**Exercise tasks**.
a - List every person named in the column on the mental health safety net.
b - Write the next few sentences of the column on the mental health safety net, picking up after its closing line about the transplant funding cuts.

Dan Morain: Mental health safety net needs mending firstname.lastname@example.org Published Thursday, Jan. 13, 2011
Talk radio windbags didn't buy Jared Lee Loughner his Glock, or the horrifically oversized 30-round magazines.
Arizona's governor and legislators didn't drive him to the Safeway in Tucson where he left six people dead and 13 injured. Crass politicians didn't order him to squeeze that gun's trigger in an attempt to assassinate Rep. Gabrielle Giffords.
But from this crime that makes no sense, we need to talk rationally about a mental health system that is profoundly and criminally insane.
Arizona Gov. Jan Brewer and the people of Arizona ought to be a part of that soul searching, as should we all.
Brewer has been scorned for eliminating funding for some organ and marrow transplants, a decision that may have hastened the deaths of two people.

**Dataset entries**.

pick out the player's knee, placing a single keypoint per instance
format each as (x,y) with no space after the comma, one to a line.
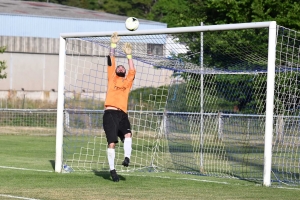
(111,145)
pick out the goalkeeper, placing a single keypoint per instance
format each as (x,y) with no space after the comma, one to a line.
(115,119)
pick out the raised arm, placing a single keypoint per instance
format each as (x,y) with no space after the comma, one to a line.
(114,39)
(128,50)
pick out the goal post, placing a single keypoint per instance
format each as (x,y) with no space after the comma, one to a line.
(204,100)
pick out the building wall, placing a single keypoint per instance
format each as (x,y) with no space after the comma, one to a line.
(32,48)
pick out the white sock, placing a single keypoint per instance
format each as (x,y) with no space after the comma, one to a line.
(111,158)
(127,147)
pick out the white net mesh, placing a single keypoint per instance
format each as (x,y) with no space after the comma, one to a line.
(196,106)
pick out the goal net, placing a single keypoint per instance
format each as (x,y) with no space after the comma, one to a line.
(207,100)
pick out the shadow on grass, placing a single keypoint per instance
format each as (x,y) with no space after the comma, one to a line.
(106,175)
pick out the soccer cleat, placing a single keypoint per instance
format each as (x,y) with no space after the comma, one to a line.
(114,175)
(126,162)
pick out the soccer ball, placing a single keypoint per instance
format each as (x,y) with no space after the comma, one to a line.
(132,23)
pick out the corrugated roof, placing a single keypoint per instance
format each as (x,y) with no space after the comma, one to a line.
(45,9)
(48,20)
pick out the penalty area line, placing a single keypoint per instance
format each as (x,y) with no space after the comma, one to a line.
(16,197)
(25,169)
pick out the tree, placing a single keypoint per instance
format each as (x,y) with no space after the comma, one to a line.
(2,65)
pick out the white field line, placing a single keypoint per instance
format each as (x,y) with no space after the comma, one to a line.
(166,177)
(36,170)
(16,197)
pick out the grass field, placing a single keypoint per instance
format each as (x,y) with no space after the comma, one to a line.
(27,172)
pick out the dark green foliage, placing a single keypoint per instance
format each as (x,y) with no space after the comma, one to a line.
(28,119)
(2,65)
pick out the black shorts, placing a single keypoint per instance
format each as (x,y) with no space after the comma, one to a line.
(116,124)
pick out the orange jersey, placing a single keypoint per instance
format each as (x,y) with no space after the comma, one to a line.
(118,87)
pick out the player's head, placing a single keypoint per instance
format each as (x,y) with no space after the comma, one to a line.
(120,71)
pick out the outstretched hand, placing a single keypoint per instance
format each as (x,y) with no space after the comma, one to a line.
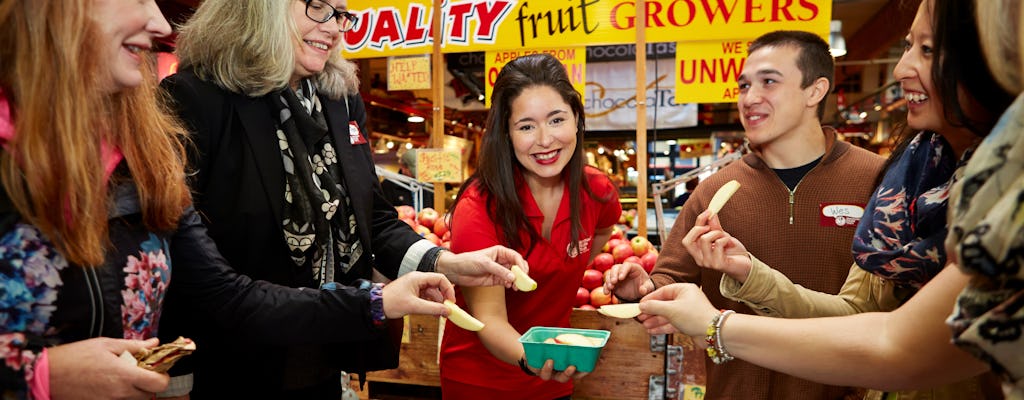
(548,372)
(678,307)
(92,369)
(486,267)
(715,249)
(628,280)
(417,293)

**Answers**.
a - Dan Morain, Jared Lee Loughner, Gabrielle Giffords, Jan Brewer

b -
Far less noticed, Brewer slashed that state's mental health care system. To "save" tax money, Arizona stopped paying for some anti-psychotic medication last year. These drugs can help quiet voices only the patients hear, and ease deep depression that can lead to suicide.
"Taking these drugs away is like taking insulin from a diabetic," said Mary Lou Brncik, 54, a Phoenix woman whose son is mentally ill and who helped found an advocacy group, David's Hope.
Arizona has strong mental health laws. Its statutes say mentally ill people are entitled to a full range of services, and that anyone in Arizona can request an evaluation of someone they believe is mentally ill, and authorities must respond. But what laws say and what happens are separate issues.